THE PROBLEM: Exactly the lines from the one that holds "Where can you spot the blurred" to the end of the data below: retype these and nothing else.

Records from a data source
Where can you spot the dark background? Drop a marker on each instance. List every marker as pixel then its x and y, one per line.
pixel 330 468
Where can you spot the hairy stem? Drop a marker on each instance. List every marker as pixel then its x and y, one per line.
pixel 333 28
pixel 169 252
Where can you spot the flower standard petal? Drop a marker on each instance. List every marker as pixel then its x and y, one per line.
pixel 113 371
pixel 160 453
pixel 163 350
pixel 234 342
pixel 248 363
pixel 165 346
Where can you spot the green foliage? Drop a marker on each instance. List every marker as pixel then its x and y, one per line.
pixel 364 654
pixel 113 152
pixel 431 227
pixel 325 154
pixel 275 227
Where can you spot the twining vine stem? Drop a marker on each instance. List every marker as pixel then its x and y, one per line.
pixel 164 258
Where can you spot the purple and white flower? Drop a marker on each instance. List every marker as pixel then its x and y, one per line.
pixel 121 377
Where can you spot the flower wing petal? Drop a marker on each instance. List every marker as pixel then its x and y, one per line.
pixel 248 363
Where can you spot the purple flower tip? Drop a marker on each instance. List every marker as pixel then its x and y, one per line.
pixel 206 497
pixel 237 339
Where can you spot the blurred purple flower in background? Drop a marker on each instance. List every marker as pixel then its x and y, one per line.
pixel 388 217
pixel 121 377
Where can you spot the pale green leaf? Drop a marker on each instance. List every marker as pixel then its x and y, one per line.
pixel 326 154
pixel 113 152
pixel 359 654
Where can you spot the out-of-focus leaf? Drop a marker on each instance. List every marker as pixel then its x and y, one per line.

WRITTEN RESPONSE:
Where can you spot the blurred purple flower in background? Drop a marker on each instance. List every marker as pixel then its x and y, one per line.
pixel 388 217
pixel 121 377
Where can you spot the pale green leaf? Drop a marker on each instance. List every marker as pixel then its x and y, one per line.
pixel 326 154
pixel 113 152
pixel 359 654
Where can you spot the out-of-focus leaf? Drop a marker on each instance. List every marker as pixel then its x and y, one per line.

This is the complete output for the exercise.